**Source text:**

------------------------

To clarify: the earth as a living planet with all of its living beings is not fallen. The world, however, all that pertains to human society, is always in a state of divorce from reality. It is always under the dominion of people and institutions with their own imaginary agendas, and always under the threat of death by which these powers exercise dominion over the earth.
Whether or not we are Christians, Stringfellow wants us to understand that Revelation is not, as traditionally taught, a literal prediction of some future, catastrophic and divinely vengeful end time. 1
The book was written for late first century Common Era (AD) Christians, Jews, and others suffering under Roman totalitarianism. For these people—and just as much for readers today—it is meant to teach us about living under the dominion of the real world’s “Babylon” while at the same time living in the divine earth’s “Jerusalem” (see Part 5: Babylon and Jerusalem as events). How does one recognize and survive the former while lifting up and sharing the latter?

------------------------

**Dataset excerpt:**
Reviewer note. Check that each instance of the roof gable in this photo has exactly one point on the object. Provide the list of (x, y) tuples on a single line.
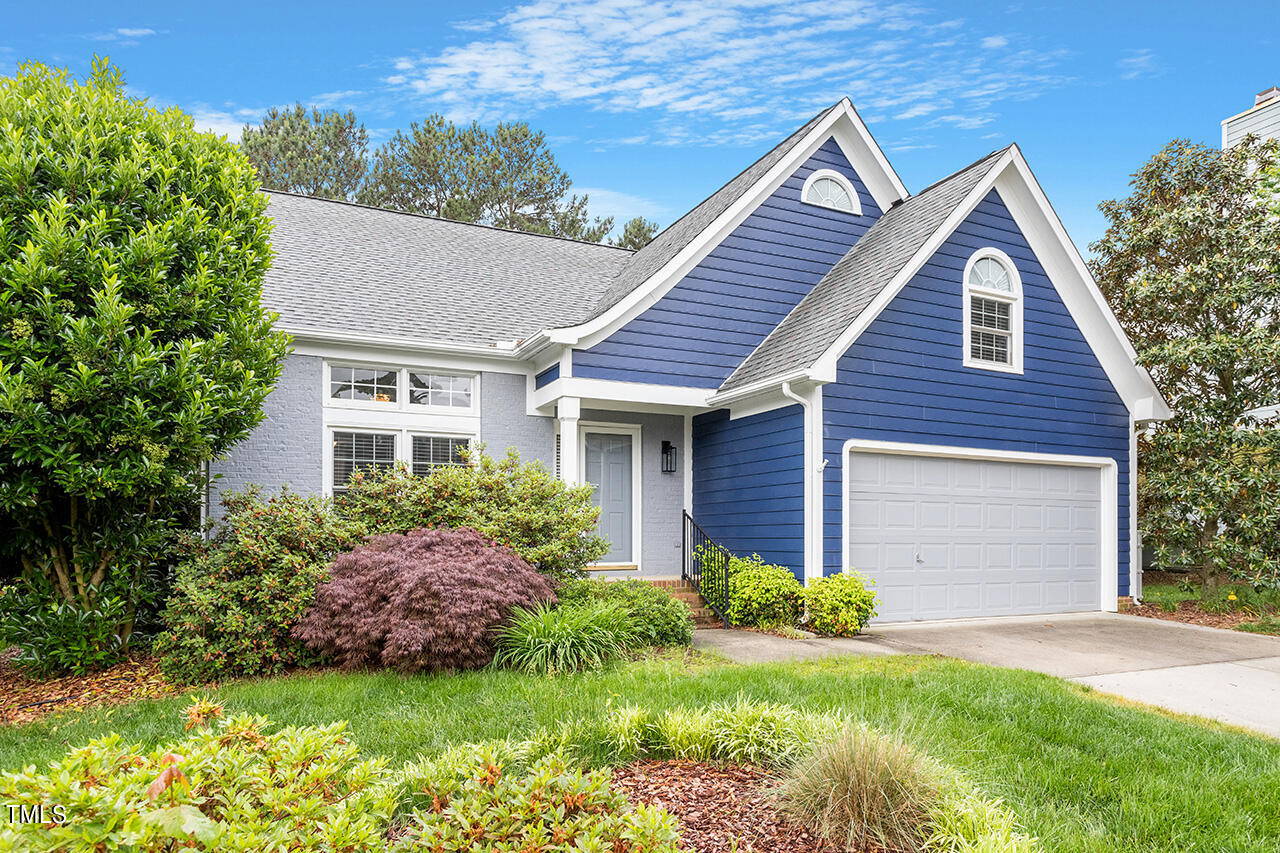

------------------------

**Description of the task:**
Answer these questions from the passage on Revelation:
1. What does the passage say is not fallen?
2. According to Stringfellow, what is Revelation not?
3. For whom was the book written?
These lines come from a separate source.

**Written solution:**
1. The earth as a living planet, with all of its living beings.
2. It is not a literal prediction of some future, catastrophic and divinely vengeful end time.
3. For late first century Common Era (AD) Christians, Jews, and others suffering under Roman totalitarianism.